Aim of the task :: Beginning at the line that includes "the green hill." in the entries below, print each line exactly as it appears, through the last one.
─── Records shown
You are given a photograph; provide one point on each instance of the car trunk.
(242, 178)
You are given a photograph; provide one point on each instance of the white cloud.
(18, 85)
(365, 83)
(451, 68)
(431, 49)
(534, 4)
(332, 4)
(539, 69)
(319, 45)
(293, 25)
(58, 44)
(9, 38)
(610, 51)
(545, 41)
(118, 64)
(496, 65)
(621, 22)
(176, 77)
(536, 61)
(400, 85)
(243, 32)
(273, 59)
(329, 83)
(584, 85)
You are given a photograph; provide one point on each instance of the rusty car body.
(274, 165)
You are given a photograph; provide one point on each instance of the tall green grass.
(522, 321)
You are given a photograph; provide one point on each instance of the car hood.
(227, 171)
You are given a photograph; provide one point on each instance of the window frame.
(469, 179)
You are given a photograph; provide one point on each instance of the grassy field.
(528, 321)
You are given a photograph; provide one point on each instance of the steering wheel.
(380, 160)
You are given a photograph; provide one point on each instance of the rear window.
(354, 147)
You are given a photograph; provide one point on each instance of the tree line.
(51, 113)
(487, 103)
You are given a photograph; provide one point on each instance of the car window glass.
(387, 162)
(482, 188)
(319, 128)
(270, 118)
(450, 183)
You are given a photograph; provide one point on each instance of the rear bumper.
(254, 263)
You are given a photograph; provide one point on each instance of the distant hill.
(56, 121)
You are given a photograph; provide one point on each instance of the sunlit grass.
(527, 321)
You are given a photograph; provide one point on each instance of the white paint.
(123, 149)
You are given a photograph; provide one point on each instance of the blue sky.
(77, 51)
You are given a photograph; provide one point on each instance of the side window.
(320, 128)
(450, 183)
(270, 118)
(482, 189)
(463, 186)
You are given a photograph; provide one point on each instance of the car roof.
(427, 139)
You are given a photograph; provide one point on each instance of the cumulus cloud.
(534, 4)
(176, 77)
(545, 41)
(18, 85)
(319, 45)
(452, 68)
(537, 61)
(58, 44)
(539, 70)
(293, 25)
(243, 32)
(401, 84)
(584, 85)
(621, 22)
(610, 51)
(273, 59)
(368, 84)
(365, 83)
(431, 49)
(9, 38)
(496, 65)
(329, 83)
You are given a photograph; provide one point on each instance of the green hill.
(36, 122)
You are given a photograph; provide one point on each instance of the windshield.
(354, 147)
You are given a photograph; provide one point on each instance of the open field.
──────
Output of the exercise ::
You are given a photograph; provide one point on each instance of the green hill.
(36, 122)
You are given a photograph; provide one point on each instance of the windshield.
(354, 147)
You are given a photograph; provide one point on each instance of the open field.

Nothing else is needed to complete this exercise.